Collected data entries
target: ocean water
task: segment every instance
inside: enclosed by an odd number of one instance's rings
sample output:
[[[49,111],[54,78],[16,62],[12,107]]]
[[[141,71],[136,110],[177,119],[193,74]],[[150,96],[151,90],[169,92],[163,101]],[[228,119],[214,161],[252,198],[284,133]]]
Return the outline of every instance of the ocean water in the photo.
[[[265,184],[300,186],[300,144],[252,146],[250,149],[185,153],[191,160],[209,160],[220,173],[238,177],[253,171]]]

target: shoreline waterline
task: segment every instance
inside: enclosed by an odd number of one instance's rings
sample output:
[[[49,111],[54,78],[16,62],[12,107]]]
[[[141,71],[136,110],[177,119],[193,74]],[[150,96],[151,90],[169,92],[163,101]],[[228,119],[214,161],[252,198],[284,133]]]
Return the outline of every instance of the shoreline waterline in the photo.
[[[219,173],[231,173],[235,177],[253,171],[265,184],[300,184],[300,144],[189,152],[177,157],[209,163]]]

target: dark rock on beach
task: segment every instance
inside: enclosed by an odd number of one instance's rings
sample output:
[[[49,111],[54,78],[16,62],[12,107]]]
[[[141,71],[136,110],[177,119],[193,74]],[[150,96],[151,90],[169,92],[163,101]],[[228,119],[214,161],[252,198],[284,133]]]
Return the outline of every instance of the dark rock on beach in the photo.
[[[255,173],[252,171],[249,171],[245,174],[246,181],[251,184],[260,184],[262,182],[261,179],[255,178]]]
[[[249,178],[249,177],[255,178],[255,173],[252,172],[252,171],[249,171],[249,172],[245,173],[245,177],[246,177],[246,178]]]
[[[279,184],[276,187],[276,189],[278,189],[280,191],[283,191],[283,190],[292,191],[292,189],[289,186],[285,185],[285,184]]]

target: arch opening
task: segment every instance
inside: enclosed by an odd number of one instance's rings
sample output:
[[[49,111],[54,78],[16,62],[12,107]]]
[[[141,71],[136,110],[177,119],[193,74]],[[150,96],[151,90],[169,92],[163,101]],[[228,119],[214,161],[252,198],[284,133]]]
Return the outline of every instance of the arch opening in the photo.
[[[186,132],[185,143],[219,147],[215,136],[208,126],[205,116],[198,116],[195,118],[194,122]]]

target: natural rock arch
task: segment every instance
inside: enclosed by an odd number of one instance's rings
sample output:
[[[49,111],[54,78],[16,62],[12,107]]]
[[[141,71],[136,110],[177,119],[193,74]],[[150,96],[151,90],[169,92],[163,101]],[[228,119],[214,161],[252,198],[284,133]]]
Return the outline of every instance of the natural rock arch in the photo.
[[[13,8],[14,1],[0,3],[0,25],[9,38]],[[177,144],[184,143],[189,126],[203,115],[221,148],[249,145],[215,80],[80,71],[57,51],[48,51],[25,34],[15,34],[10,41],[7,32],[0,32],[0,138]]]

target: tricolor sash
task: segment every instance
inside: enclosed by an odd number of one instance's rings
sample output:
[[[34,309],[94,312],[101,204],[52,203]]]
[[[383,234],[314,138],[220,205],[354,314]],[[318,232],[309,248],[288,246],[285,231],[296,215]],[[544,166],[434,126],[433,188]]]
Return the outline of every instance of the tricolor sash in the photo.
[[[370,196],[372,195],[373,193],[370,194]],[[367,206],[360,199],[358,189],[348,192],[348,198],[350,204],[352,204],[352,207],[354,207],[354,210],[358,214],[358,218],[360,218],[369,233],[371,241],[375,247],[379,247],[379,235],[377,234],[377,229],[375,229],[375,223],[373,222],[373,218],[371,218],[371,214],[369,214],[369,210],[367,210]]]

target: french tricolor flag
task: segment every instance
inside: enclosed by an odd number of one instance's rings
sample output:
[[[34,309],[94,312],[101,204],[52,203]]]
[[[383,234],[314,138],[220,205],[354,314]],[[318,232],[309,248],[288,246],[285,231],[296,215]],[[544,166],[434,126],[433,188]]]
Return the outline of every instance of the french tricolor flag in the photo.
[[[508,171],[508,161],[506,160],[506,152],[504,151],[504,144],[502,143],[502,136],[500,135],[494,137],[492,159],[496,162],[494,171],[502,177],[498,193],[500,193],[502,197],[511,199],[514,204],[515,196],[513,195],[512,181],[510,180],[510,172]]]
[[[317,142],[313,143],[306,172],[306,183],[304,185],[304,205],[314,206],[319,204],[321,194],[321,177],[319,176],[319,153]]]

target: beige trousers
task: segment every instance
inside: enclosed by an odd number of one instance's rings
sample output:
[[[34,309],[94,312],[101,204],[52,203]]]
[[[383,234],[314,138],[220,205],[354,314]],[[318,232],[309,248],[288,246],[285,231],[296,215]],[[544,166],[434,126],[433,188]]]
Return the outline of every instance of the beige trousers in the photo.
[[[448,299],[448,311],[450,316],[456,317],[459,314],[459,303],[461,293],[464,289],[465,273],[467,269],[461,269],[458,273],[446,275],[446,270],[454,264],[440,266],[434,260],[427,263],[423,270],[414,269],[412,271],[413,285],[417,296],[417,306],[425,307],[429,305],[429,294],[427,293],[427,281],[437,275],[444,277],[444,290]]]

Exercise description: Reading the records above, count the lines that include "target" and say only how many.

Reply to the task: 8